Position identification records:
▼

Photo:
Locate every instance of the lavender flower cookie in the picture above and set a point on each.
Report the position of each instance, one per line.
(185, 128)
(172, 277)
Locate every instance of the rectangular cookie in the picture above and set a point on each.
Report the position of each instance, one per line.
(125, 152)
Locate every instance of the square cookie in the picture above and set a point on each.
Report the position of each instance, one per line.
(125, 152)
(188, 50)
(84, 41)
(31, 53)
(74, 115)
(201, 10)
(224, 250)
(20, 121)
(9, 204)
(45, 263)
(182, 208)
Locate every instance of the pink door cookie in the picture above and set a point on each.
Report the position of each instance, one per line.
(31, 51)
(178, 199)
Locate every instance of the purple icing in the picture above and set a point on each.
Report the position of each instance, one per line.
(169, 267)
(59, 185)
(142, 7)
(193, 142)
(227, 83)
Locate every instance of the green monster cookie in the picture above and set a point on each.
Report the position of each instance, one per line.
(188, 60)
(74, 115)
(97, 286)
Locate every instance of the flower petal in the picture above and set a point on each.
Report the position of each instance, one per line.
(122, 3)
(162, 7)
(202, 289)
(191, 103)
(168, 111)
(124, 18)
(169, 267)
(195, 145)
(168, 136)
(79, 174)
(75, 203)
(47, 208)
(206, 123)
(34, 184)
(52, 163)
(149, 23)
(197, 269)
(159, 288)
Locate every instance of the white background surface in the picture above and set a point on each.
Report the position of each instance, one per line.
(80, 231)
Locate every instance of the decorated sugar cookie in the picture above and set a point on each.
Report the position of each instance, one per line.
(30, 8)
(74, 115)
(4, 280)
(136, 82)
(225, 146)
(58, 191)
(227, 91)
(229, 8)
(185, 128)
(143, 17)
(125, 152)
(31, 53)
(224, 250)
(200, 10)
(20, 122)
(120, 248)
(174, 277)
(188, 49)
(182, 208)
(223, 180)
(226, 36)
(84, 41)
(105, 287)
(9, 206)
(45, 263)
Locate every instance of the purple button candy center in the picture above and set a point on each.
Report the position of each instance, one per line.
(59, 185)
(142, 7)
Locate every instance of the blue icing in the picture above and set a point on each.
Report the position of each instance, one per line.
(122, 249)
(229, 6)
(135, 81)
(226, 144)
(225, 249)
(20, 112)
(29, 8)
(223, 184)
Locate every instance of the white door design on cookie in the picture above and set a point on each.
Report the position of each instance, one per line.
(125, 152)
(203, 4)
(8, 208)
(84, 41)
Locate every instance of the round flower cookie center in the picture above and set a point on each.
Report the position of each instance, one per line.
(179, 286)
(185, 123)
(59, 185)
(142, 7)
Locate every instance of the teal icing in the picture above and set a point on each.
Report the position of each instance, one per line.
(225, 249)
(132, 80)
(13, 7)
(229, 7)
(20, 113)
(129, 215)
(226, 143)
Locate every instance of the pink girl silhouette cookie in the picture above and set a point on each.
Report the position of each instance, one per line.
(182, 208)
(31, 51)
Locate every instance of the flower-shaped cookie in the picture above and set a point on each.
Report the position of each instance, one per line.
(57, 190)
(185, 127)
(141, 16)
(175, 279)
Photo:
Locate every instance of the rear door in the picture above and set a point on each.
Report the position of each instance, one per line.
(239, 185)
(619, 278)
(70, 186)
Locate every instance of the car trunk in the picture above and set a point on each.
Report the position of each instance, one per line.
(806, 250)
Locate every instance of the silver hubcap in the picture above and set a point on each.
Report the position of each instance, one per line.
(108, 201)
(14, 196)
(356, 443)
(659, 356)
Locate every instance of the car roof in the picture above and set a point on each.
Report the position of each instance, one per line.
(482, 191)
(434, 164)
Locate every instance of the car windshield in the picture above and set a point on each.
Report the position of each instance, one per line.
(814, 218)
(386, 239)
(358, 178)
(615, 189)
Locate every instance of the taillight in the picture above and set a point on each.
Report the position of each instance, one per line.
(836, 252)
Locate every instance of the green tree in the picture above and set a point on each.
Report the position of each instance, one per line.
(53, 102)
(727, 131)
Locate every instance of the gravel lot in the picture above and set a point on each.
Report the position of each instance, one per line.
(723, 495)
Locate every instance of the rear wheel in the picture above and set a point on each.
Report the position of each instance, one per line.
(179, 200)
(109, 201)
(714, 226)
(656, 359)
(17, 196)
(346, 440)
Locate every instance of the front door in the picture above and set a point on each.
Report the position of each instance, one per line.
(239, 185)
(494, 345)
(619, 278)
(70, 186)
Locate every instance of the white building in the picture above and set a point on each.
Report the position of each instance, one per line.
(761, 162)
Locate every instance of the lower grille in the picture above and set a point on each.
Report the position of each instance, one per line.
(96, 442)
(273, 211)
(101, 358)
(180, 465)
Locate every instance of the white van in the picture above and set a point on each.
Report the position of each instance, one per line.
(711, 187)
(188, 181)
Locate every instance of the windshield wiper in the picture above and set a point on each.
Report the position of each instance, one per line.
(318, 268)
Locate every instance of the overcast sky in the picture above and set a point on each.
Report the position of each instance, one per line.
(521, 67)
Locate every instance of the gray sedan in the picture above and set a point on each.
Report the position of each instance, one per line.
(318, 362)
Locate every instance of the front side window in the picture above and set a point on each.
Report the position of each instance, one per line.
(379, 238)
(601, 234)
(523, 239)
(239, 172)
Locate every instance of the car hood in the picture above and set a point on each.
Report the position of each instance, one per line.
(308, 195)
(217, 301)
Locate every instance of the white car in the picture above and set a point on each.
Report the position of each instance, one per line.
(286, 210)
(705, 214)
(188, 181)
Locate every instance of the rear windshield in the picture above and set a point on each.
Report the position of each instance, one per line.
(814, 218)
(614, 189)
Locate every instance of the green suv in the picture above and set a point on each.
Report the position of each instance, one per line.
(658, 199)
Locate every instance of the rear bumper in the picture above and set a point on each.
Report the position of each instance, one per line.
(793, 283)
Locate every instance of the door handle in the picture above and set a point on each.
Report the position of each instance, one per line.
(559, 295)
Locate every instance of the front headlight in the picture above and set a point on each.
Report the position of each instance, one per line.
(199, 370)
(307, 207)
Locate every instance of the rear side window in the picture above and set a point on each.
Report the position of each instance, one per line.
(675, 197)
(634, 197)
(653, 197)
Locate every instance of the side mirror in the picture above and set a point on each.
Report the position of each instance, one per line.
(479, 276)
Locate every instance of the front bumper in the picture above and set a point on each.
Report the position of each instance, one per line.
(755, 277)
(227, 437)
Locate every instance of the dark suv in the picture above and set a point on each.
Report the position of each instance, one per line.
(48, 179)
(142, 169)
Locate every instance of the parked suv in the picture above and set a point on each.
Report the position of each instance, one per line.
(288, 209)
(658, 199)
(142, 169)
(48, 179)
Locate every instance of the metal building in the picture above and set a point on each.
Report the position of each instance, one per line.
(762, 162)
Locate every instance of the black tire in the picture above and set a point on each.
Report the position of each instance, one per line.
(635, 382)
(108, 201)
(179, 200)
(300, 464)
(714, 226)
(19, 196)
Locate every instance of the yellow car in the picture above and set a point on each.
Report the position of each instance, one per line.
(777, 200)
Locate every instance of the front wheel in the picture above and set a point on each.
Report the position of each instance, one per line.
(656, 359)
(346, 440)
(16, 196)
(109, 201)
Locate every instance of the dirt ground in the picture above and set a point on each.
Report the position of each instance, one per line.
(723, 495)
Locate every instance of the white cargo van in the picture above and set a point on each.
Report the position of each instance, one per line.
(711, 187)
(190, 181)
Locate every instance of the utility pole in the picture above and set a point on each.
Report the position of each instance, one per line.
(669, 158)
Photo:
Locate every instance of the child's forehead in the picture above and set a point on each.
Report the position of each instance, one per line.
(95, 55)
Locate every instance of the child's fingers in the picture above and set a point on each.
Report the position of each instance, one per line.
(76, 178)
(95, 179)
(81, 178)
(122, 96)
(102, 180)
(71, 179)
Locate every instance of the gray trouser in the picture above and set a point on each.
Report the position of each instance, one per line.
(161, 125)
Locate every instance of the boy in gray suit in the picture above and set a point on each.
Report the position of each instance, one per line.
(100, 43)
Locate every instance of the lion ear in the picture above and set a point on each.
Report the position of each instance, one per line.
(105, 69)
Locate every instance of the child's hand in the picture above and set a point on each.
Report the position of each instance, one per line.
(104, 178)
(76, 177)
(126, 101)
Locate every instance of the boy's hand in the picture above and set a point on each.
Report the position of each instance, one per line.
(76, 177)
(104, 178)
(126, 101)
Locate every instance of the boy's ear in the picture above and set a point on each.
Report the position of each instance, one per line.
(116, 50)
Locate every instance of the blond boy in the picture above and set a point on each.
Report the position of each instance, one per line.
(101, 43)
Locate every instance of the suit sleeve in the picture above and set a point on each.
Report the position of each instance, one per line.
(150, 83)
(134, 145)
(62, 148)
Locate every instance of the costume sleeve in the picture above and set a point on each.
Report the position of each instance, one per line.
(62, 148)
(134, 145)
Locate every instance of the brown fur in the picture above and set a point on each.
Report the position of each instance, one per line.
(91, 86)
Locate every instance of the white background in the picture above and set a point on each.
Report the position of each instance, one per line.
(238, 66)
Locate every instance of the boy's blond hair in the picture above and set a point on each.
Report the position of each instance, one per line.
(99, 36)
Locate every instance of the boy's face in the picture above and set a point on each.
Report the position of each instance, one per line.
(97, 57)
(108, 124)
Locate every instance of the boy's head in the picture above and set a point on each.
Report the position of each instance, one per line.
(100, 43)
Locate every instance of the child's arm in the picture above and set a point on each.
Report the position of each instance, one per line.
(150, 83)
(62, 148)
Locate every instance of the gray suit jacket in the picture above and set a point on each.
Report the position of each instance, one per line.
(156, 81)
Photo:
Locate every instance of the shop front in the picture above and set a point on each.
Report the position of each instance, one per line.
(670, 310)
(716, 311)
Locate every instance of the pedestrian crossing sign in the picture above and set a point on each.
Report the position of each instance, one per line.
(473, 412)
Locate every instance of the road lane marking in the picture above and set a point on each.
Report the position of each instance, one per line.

▲

Restate the final lines of the listing above word for word, beginning at the line that contains "Locate every instance of the boy's blond".

WRITTEN SOLUTION:
Locate every instance of the boy's blond hair in the picture above and set a point on each.
Report the position of each instance, one per line.
(99, 36)
Locate every instance of the boy's face in the picture above and set a point on each.
Report the position of each instance, one per line.
(97, 57)
(108, 124)
Locate every instance of the boy's head in the picture above and set a point on each.
Report the position of each instance, one per line.
(100, 43)
Locate every instance of the child's arm in the picture above and set a point on each.
Report the position of each instance, one per line.
(150, 83)
(62, 148)
Locate every instance of the gray suit jacket in the picture above and set a point on each.
Report the position of each instance, one per line.
(156, 81)
Photo:
Locate every instance of the shop front in the picture above and set a point on each.
Report the position of each instance, one per line.
(670, 310)
(716, 311)
Locate every instance of the pedestrian crossing sign in the picture above and set a point on each.
Report the position of each instance, one per line.
(473, 412)
Locate every instance of the road lane marking in the picture above and set a point on each.
Report the position of each instance, one per line.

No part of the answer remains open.